--- begin Record set ---
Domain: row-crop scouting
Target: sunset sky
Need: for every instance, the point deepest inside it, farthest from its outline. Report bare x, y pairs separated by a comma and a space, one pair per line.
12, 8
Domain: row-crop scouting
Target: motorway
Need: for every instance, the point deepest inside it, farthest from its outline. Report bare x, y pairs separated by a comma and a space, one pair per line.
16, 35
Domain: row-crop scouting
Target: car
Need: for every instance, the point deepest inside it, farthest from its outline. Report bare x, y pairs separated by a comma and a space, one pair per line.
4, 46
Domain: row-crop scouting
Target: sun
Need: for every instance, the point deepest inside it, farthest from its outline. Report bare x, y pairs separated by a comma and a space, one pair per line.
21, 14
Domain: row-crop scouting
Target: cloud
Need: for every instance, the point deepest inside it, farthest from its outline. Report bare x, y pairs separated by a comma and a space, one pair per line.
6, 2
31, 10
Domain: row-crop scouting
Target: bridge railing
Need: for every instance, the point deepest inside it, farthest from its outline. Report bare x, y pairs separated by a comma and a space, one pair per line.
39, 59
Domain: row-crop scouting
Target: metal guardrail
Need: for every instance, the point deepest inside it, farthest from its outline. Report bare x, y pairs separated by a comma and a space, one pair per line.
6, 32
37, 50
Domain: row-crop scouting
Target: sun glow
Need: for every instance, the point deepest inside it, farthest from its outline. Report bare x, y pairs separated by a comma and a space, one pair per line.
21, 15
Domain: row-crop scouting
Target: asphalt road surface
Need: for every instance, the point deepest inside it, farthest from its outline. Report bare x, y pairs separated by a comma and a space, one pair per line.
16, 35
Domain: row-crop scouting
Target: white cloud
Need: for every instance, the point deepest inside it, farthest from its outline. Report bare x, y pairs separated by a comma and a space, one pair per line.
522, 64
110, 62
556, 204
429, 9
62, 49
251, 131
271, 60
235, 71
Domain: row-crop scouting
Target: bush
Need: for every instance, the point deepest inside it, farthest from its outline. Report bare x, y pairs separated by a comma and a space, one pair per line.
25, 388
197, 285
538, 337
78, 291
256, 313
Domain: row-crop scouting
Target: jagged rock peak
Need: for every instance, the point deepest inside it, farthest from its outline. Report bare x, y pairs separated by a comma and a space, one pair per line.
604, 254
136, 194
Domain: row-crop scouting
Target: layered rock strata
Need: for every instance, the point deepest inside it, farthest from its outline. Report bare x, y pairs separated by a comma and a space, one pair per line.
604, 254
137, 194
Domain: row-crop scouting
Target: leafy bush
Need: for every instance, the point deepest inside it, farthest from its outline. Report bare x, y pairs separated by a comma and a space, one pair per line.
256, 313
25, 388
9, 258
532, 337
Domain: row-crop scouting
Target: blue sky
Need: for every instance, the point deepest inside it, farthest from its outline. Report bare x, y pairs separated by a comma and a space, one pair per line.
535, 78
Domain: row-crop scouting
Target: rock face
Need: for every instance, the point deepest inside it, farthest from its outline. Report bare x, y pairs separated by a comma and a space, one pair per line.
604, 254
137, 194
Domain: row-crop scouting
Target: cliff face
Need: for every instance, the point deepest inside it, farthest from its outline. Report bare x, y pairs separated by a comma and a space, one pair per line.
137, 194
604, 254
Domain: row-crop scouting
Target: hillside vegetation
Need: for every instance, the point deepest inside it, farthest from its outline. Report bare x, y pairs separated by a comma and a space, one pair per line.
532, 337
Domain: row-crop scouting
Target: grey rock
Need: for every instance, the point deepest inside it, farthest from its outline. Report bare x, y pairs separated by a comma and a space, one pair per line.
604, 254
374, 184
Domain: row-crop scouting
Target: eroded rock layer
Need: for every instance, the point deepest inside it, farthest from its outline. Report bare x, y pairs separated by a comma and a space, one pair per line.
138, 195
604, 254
--- end Record set ---
# Challenge
Reproduce the records above exactly as they appear.

# Reply to the task
Domain: row-crop scouting
Target: sunset sky
Need: for every instance, the point deepest inside it, farthest from its outline. Report bare x, y pairs separated by a comma and a space, one pair per line.
12, 8
Domain: row-crop scouting
Target: motorway
Need: for every instance, the point deepest inside it, farthest from its outline. Report bare x, y pairs separated by a comma and a space, one pair per line.
16, 35
Domain: row-crop scouting
Target: car
Need: for every instance, the point deepest inside it, farthest from its outline. Report bare x, y pairs separated by a comma and a space, one pair per line.
4, 46
Domain: row-crop scouting
Target: sun
Need: for every instance, the point deepest inside it, farthest from its outline. Report bare x, y pairs separated by a comma and a space, one pair per line.
21, 14
Domain: row-crop scouting
Target: cloud
Need: for every instance, the point deepest inside it, farthest from its outline. Report bare x, y pairs separated by a comma and a space, one pair per line.
6, 2
31, 10
Domain: row-crop scouting
Target: bridge railing
Need: for every instance, the point deepest inside it, farthest from its outline. Report bare x, y pairs separated by a comma and a space, one pair per line.
39, 59
Domain: row-crop scouting
Target: metal guardrail
Need: for every instance, the point deepest inside it, farthest from its outline. Report bare x, y pairs separated by a comma and a space, one pair per line.
6, 32
37, 50
Domain: row-crop scouting
Target: sun glow
Need: for every instance, the point deepest inside it, farthest from its outline. Report bare x, y pairs separated by a comma and a space, one pair per line.
21, 15
Domain: row-crop scouting
Target: asphalt road surface
Need: for every instance, the point deepest inside it, farthest from its outline. Report bare x, y pairs separated by a comma and a space, one pair per line.
16, 35
Domain: row-crop scouting
Target: white cloud
Need: for every instance, the point deepest inside it, farthest from its outline. Report bare x, y pairs separated by a comma and a space, one pair per line.
522, 64
110, 62
556, 204
429, 9
62, 49
251, 131
271, 60
235, 71
Domain: row-crop scouting
Target: bush
Need: for every instance, the point deepest inside it, farthest from its outline. Report bare x, y pairs separated by a comma and a space, one pair per line.
25, 388
197, 285
538, 337
78, 291
256, 313
Domain: row-crop scouting
Target: jagged rock peak
Need: for every instance, the point deepest inside it, farthest from its outline. Report bare x, y pairs separated by a comma and a space, one pair per line.
604, 254
136, 194
Domain: row-crop scouting
Target: layered rock strata
Need: for every instance, the point deepest inside it, farthest from its outline. Report bare x, y pairs separated by a comma and a space, one pair per line.
604, 254
137, 194
Domain: row-crop scouting
Target: leafy bush
Need: for every instance, the point deepest inside it, farthest from its outline. Report bare x, y pairs separated by a comma and a space, one pair per line.
256, 313
25, 388
9, 258
532, 337
Domain: row-crop scouting
Target: blue sky
Need: for every instance, the point deepest inside it, farthest from its outline. Report bare x, y pairs separated by a comma and a space, one pair per line.
535, 78
Domain: row-crop scouting
Target: rock face
Need: for every instance, the point deepest inside it, farthest from its outline. Report bare x, y pairs separated by a comma and a space, one pair per line.
604, 254
137, 194
Domain: row-crop scouting
Target: cliff face
Need: for every instance, the point deepest inside it, farthest from its outline. Report bare x, y pairs separated by a comma and a space, one pair per line.
137, 194
604, 254
Domain: row-crop scouting
Target: hillside vegetation
Need: for every instance, the point deepest inside it, farthest from its outline. Report bare x, y pairs separated by a comma and a space, one pair per line.
532, 337
Domain: row-crop scouting
Target: grey rock
Need: for every instance, the point deepest inside it, farthest from its outline. Report bare x, y pairs separated by a comma and a space, one pair per line.
604, 254
374, 184
Domain: row-crop scouting
Target: eroded rock layer
Need: for every instance, the point deepest inside it, farthest from its outline. Report bare x, y pairs separated by a comma and a space, one pair per line.
138, 195
604, 254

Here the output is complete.